The data:
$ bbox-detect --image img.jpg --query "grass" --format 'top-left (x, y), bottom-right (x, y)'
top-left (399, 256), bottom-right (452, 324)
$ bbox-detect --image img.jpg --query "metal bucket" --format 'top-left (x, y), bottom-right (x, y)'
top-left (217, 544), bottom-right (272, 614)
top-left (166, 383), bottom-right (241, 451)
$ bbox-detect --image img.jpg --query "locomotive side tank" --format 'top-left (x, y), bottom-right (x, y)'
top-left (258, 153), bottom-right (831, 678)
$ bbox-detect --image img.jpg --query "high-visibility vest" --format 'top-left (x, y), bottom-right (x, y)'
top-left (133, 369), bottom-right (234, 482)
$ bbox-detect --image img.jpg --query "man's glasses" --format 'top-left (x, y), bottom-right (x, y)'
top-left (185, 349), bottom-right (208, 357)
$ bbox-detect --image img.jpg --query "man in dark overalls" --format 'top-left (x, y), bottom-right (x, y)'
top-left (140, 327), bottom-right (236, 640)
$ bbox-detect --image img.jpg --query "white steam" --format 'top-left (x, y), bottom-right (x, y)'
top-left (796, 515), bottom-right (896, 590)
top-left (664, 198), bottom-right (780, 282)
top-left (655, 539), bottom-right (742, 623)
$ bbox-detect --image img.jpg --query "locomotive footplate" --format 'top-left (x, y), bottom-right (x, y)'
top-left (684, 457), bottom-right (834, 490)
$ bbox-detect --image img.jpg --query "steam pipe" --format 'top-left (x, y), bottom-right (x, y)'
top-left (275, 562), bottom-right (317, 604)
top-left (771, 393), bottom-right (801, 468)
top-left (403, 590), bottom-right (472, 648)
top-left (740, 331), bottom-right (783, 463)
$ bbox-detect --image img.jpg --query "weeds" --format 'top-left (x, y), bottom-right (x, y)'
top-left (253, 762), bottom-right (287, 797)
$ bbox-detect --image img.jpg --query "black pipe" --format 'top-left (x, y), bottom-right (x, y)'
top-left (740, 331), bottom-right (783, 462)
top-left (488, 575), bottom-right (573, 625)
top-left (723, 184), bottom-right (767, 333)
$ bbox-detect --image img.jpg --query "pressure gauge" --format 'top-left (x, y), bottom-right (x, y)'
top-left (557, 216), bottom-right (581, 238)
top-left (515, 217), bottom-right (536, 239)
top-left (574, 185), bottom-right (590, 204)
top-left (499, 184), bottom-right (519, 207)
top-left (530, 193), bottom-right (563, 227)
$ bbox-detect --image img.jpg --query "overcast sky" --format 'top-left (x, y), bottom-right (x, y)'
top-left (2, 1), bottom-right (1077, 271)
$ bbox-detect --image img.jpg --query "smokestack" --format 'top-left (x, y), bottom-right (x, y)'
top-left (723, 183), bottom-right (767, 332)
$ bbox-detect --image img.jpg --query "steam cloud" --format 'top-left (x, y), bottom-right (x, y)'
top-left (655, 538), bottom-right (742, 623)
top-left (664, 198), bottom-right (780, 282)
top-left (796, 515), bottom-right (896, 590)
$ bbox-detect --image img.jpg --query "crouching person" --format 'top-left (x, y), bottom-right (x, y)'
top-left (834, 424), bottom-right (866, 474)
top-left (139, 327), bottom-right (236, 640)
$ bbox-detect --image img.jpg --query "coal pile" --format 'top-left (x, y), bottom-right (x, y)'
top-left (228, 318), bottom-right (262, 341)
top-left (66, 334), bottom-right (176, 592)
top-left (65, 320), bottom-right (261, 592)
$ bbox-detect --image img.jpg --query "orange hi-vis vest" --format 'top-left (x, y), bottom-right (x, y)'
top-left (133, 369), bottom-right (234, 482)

Your task: Transcribe the data above in full, exactly.

Response to the exercise:
$ bbox-detect --image img.jpg --query "grass" --format 'top-left (x, y), bottom-right (x, y)'
top-left (399, 256), bottom-right (452, 324)
$ bbox-detect --image img.jpg --query "metal bucket" --format 'top-left (x, y), bottom-right (x, y)'
top-left (217, 544), bottom-right (272, 614)
top-left (166, 383), bottom-right (241, 451)
$ bbox-detect --image img.jpg --query "locomotive side tank" --format 'top-left (x, y), bottom-right (x, y)'
top-left (258, 153), bottom-right (831, 678)
$ bbox-detect --image img.jpg --query "high-visibility vest" --format 'top-left (x, y), bottom-right (x, y)'
top-left (133, 369), bottom-right (234, 482)
$ bbox-detect --image img.jpg --query "man's glasses" --format 'top-left (x, y), bottom-right (x, y)'
top-left (185, 349), bottom-right (208, 357)
$ bbox-detect --image img.jpg --query "man in dark overalls" --format 'top-left (x, y), bottom-right (x, y)'
top-left (140, 327), bottom-right (236, 640)
$ bbox-detect --image img.jpg --query "white steam" --format 'top-left (x, y), bottom-right (x, y)'
top-left (796, 515), bottom-right (896, 590)
top-left (664, 198), bottom-right (780, 282)
top-left (655, 539), bottom-right (742, 623)
$ bbox-detect --image img.jpg --query "locomotive footplate" --format 'top-left (x, y), bottom-right (x, y)'
top-left (684, 457), bottom-right (834, 490)
$ bbox-detect --image img.jpg --query "steam pipe" --format 'top-left (x, y), bottom-right (x, y)'
top-left (275, 562), bottom-right (317, 604)
top-left (771, 393), bottom-right (801, 468)
top-left (403, 590), bottom-right (472, 648)
top-left (740, 331), bottom-right (783, 463)
$ bbox-detect --image img.jpg --query "weeds" --format 'top-left (x, y), bottom-right (x, y)'
top-left (253, 762), bottom-right (287, 797)
$ bbox-detect --image img.jpg --query "black pipe" --format 'top-left (x, y), bottom-right (x, y)'
top-left (740, 331), bottom-right (783, 462)
top-left (488, 575), bottom-right (573, 625)
top-left (723, 184), bottom-right (767, 333)
$ bbox-detect --image img.jpg --query "pressure gauge" --format 'top-left (x, y), bottom-right (x, y)'
top-left (557, 216), bottom-right (581, 238)
top-left (515, 217), bottom-right (536, 239)
top-left (574, 185), bottom-right (590, 204)
top-left (499, 184), bottom-right (519, 207)
top-left (530, 193), bottom-right (563, 227)
$ bbox-detect --image img.jpg --query "overcast sky" --format 'top-left (x, y), bottom-right (x, y)'
top-left (2, 1), bottom-right (1077, 271)
$ bbox-detect --image img.jpg --query "smokestack" --format 'top-left (x, y), bottom-right (x, y)'
top-left (723, 183), bottom-right (767, 332)
$ bbox-detect --image img.jpg --query "steam cloud" --format 'top-left (x, y), bottom-right (x, y)'
top-left (655, 538), bottom-right (742, 623)
top-left (664, 198), bottom-right (780, 282)
top-left (796, 515), bottom-right (896, 590)
$ bbox-detect --image img.jpg --query "crouching person" --format 'top-left (x, y), bottom-right (x, y)'
top-left (834, 424), bottom-right (866, 474)
top-left (139, 327), bottom-right (236, 640)
$ bbox-detect --image img.jpg --query "coal pile" --format 'top-left (x, y), bottom-right (x, y)'
top-left (228, 318), bottom-right (262, 341)
top-left (66, 334), bottom-right (176, 592)
top-left (65, 320), bottom-right (261, 592)
$ bbox-detect --image img.jpg --query "orange hi-vis vest" --format 'top-left (x, y), bottom-right (x, y)'
top-left (133, 369), bottom-right (234, 482)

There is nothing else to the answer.